Coordinate labeling data
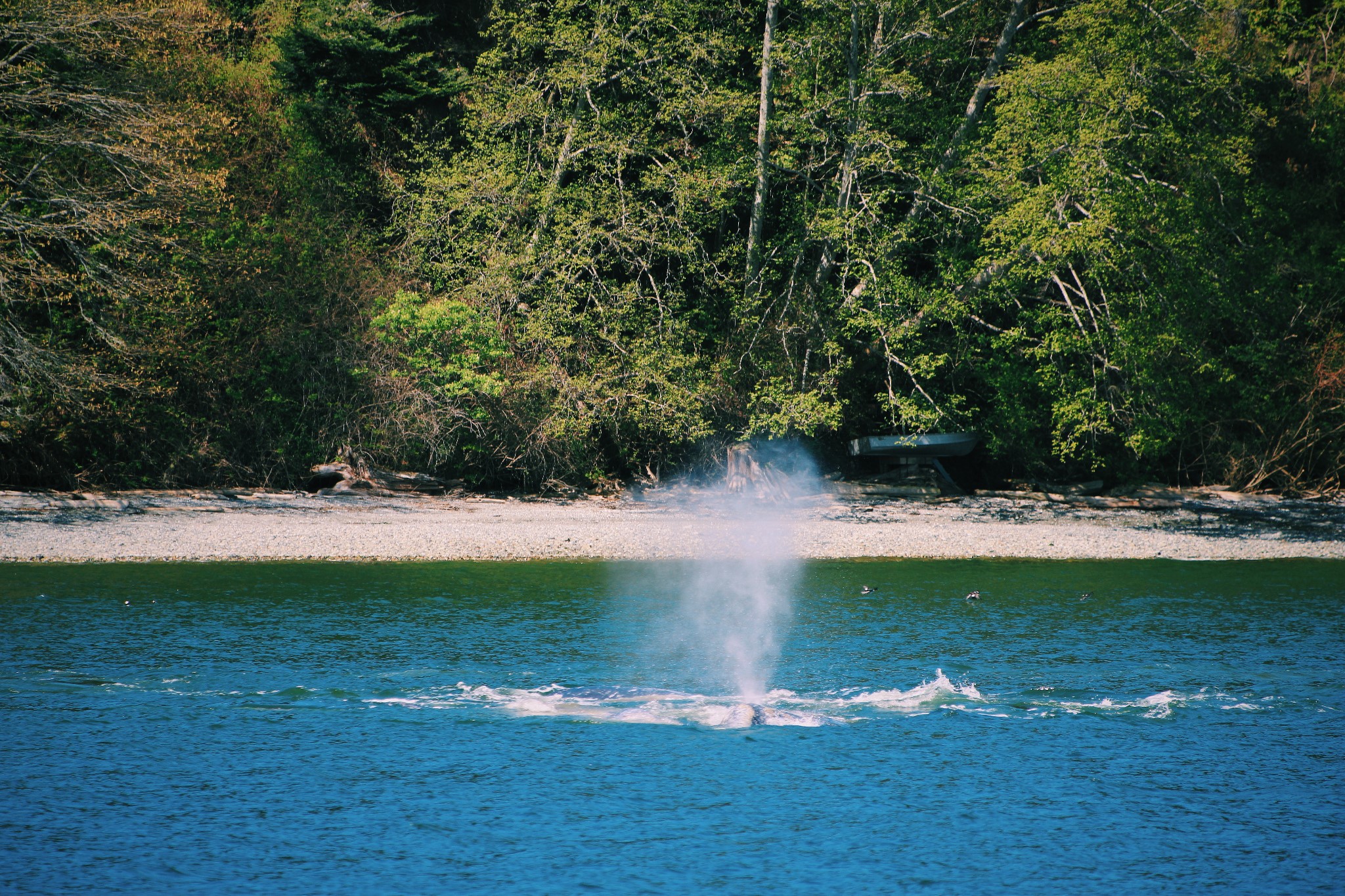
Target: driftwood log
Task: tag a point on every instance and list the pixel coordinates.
(343, 477)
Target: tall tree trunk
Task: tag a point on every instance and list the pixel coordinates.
(758, 223)
(852, 125)
(978, 101)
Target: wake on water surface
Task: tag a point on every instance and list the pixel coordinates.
(841, 707)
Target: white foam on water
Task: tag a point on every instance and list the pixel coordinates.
(653, 706)
(940, 691)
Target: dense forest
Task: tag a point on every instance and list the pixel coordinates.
(595, 241)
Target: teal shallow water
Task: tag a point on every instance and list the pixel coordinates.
(477, 727)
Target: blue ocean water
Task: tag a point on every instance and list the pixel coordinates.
(542, 729)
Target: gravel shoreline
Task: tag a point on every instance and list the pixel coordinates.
(240, 526)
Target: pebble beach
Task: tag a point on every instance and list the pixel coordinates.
(259, 526)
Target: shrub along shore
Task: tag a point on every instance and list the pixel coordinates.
(575, 245)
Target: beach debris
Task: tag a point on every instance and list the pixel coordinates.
(354, 475)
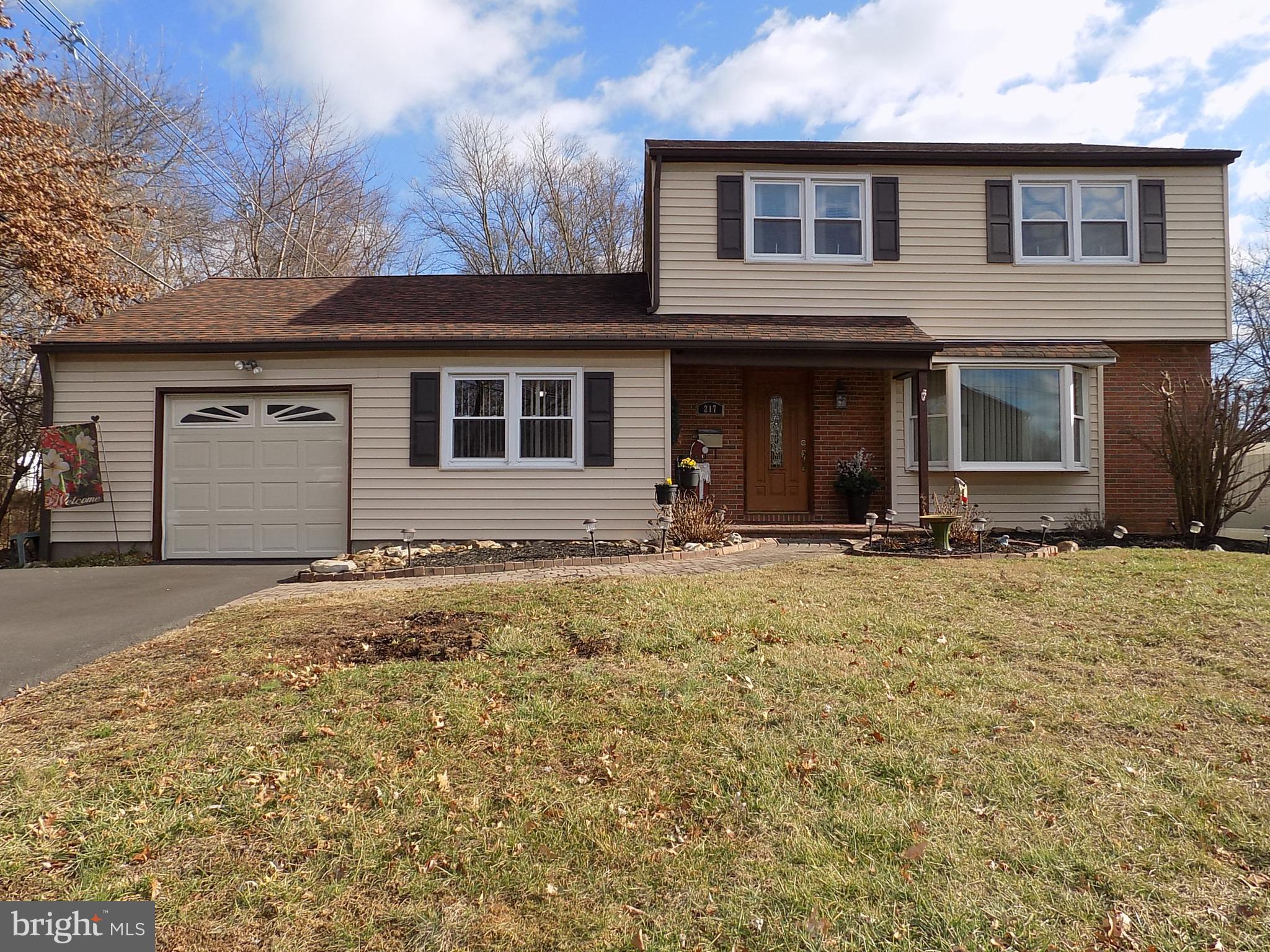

Direction:
Present the material above as a numbered list, one line per entry, without the blank lines. Leave the pictures out.

Correct output:
1. Target: driftwood log
2. Task: tag a point on every instance and list the pixel coordinates.
3. (343, 477)
4. Target: tall tree trunk
5. Task: tag a point on every instance and list the pixel coordinates.
6. (758, 223)
7. (852, 125)
8. (978, 101)
9. Target: wake on water surface
10. Task: tag a point on every instance and list the pixel coordinates.
11. (841, 707)
12. Target: white foam on water
13. Task: tag a point on every instance and list the pixel coordinates.
14. (653, 706)
15. (940, 691)
16. Target: dense forest
17. Task: tag a point on every instance and list the pixel coordinates.
18. (595, 241)
19. Target: teal shallow water
20. Task: tag a point on every instance and list the pixel coordinates.
21. (477, 727)
22. Target: blue ocean water
23. Task: tag a point on every instance and list the pixel coordinates.
24. (542, 729)
25. Target: gravel shoreline
26. Task: tag a point on every instance and list the pixel coordinates.
27. (240, 526)
28. Target: pebble beach
29. Task: tag a point on every instance and list the pixel coordinates.
30. (259, 526)
31. Target: shrub along shore
32. Task: tag a point on every instance and list the pixel coordinates.
33. (575, 245)
34. Target: beach debris
35. Task: tag a point on every instance and list the pixel coordinates.
36. (354, 475)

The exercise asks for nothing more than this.